## EXTRACT PROVIDED
━━━━━━━━━━━━━━━━

Rivals, however, said packaging the products together gives
Microsoft an unfair advantage. The company started selling the two products
separately in the EU and Switzerland on Oct. 1 last year.
"To ensure clarity for our customers, we are extending
the steps we took last year to unbundle Teams from M365 and O365 in the
European Economic Area and Switzerland to customers globally," a Microsoft
spokesperson said.
"Doing so also addresses feedback from the European
Commission by providing multinational companies more flexibility when they want
to standardise their purchasing across geographies."
Microsoft said in a blogpost that it was introducing a new
lineup of commercial Microsoft 365 and Office 365 suites that do not include
Teams in regions outside the EEA (European Economic Area) and Switzerland, and
also a new standalone Teams offering for Enterprise customers in those regions.
Starting April 1, customers can either continue with their
current licensing deal, renew, update or switch to the new offers.
For new commercial customers, prices for Office without
Teams range from $7.75 to $54.75 depending on the product while Teams
Standalone will cost $5.25. The figures may vary by country and currency. The
company did not disclose prices for current packaged products.
Microsoft's unbundling may not be enough to stave off EU
antitrust charges which will likely be sent to the company in the coming months
as rivals criticise the level of the fees and the ability of their messaging
services to function with Office Web Applications in their own services,
sources said.
Microsoft, which has racked up 2.2 billion euros ($2.4
billion) in EU antitrust fines in the past decade for tying or bundling two or
more products together, risks a fine of as much as 10% of its global annual
turnover if found guilty of antitrust breaches.

━━━━━━━━━━━━━━━━

## TASK LIST
**A.** Based on the excerpt on Microsoft's Teams unbundling, state whether each statement agrees with it: (i) new commercial customers will pay $5.25 for Teams Standalone; (ii) Microsoft disclosed prices for its current packaged products; (iii) Microsoft's EU antitrust fines over the past decade total 2.2 billion euros. Give yes or no for each, quoting the deciding words.
**B.** In the listing, substitute "person's" for "man's" throughout the part that opens with the line containing "tag the teal and brown artwork" and runs through the end of the listing. Output only that part, with nothing else changed.

━━━━━━━━━━━━━━━━

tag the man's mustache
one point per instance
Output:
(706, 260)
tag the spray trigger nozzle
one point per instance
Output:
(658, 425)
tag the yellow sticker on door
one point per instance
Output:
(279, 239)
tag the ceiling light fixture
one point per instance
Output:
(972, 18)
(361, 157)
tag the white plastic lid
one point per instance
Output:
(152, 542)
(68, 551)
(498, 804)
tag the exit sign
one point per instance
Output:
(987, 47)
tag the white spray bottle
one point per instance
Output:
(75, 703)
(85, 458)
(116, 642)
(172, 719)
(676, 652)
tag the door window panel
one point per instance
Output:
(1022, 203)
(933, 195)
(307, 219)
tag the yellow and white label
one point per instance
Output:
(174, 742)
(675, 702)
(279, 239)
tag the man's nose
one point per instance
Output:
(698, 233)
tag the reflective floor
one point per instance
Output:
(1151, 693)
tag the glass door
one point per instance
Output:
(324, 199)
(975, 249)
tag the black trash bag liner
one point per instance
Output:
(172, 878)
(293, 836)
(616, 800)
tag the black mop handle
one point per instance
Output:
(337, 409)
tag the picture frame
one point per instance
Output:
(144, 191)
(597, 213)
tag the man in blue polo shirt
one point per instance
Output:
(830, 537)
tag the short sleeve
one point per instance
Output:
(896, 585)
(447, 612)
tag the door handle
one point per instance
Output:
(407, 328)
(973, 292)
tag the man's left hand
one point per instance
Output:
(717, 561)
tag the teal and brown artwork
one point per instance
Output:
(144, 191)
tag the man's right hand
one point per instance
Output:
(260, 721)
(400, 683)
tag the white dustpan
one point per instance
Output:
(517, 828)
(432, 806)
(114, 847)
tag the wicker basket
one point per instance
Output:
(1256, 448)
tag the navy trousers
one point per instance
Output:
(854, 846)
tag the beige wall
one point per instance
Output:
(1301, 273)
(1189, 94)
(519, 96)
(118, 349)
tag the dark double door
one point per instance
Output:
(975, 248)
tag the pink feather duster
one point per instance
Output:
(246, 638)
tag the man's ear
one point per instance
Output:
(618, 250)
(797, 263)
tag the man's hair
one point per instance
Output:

━━━━━━━━━━━━━━━━

## THE REPLIES
**A.**
(i) Yes: "Teams Standalone will cost $5.25"
(ii) No: "The company did not disclose prices for current packaged products."
(iii) Yes: "racked up 2.2 billion euros ($2.4 billion) in EU antitrust fines in the past decade"

**B.**
tag the teal and brown artwork
one point per instance
Output:
(144, 191)
tag the person's right hand
one point per instance
Output:
(260, 721)
(400, 683)
tag the white dustpan
one point per instance
Output:
(517, 828)
(432, 806)
(114, 847)
tag the wicker basket
one point per instance
Output:
(1256, 448)
tag the navy trousers
one point per instance
Output:
(854, 846)
tag the beige wall
one point per instance
Output:
(1301, 273)
(1189, 94)
(519, 96)
(118, 349)
tag the dark double door
one point per instance
Output:
(975, 248)
tag the pink feather duster
one point per instance
Output:
(246, 638)
tag the person's ear
one point per instance
Output:
(618, 250)
(797, 263)
tag the person's hair
one point per instance
Output:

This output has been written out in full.